LISTED ENTRIES:
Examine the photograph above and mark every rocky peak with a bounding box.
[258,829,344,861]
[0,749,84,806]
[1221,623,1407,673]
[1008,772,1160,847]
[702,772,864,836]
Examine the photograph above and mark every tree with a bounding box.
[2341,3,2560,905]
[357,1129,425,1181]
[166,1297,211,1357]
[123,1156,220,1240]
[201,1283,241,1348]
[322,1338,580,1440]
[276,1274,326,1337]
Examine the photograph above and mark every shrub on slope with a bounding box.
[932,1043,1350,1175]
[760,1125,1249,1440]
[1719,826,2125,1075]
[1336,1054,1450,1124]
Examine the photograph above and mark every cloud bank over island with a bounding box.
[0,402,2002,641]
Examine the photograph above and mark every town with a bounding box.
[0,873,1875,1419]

WHAT TO DO: Copy out, exactly as written, the line that contains "Examine the photograph above and mark every shrub" along with every line that comes after it in the material above, and nothing else.

EXERCISE RESULT:
Examine the photograph above and mark every shrub on slope with a bounding box.
[932,1043,1350,1175]
[760,1125,1249,1440]
[1719,826,2125,1075]
[1336,1054,1450,1124]
Examine the photograph above and mark every cloud bank over island with a bounding box.
[0,402,2002,641]
Examine the photograph above and mark every town with a bounding box.
[0,873,1875,1419]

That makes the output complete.